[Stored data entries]
▬▬▬▬▬▬

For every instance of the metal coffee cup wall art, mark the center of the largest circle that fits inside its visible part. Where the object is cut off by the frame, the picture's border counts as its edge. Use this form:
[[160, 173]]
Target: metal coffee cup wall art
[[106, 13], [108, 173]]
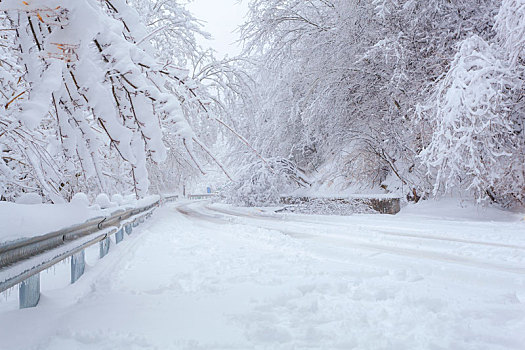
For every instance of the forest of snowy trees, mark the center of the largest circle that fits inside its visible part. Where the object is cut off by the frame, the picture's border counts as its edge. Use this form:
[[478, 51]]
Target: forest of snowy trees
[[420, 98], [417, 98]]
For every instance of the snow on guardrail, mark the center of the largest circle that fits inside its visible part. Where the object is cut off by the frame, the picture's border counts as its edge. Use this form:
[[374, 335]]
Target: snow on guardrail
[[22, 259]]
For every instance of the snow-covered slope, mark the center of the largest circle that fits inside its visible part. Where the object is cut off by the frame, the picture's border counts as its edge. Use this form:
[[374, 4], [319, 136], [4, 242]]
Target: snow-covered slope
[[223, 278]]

▬▬▬▬▬▬

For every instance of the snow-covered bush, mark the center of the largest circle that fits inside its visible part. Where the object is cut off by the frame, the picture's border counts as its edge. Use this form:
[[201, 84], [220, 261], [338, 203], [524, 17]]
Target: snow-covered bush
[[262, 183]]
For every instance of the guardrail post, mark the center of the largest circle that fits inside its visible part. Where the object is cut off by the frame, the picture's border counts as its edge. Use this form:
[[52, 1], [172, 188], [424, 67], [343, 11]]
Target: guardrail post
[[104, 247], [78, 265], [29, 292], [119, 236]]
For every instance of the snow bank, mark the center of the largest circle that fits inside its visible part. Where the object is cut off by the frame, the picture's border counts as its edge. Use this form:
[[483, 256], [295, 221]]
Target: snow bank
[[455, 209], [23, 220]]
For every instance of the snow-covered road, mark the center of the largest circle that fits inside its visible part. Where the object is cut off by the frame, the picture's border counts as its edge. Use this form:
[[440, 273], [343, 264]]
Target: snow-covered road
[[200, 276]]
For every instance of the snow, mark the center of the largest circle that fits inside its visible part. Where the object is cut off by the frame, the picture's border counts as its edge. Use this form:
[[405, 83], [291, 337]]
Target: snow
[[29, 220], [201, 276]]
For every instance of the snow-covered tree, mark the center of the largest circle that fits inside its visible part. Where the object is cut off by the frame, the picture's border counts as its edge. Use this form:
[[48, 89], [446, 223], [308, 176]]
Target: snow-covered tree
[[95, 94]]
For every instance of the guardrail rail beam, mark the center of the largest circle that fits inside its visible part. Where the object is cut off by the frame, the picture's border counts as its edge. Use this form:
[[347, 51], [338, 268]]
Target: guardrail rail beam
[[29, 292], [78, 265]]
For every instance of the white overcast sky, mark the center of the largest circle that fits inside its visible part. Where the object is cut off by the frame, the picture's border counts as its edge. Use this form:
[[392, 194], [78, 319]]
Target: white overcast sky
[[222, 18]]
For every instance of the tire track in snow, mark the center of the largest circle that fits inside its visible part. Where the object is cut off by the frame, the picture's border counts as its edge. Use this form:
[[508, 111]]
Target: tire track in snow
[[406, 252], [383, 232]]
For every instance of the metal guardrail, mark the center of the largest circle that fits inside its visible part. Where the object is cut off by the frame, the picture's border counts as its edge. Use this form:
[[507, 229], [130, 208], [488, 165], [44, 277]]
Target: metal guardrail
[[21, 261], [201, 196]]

▬▬▬▬▬▬

> **Exercise goal**: Looking at the data above, return every line from the one with "For every instance of the snow bank, mark" down to the one with "[[347, 51], [338, 268]]", exactly and inclusively.

> **Finished task**:
For every instance of the snow bank, mark the center of the largest circle that fits inside its visible part. Where the object is cut off by the frame, the picture's border counts as its edge. Use this form:
[[483, 256], [295, 221]]
Target: snow bank
[[455, 209], [23, 220]]
For every instance of the snow-covered road, mark the center of the largest circle that fits inside its visible part. Where the object is cut off by the frame, the picture's border counts as its edge. Use this form:
[[440, 273], [343, 264]]
Target: snow-covered road
[[200, 276]]
For every instance of the snow, mark the center of the largest circle that fits inside its visible part. Where the object is cut off by the frame, the picture's border counts as its edge. Use this form:
[[405, 83], [291, 337]]
Target: snow
[[29, 220], [201, 276]]
For every instance of the snow-covered tree, mark the center of the largest circle that fits inside its visible part. Where the object is cut off by the frame, the picture's border counts as its edge. Use this form:
[[48, 89], [446, 223], [308, 176]]
Target: snow-covered tree
[[95, 94]]
For every instance of the guardrail rail beam, mark the center of the largest circle that fits inside its visible part. Where the object is cut off by the frame, the picture's border counts as its edge. Use this form:
[[347, 51], [338, 268]]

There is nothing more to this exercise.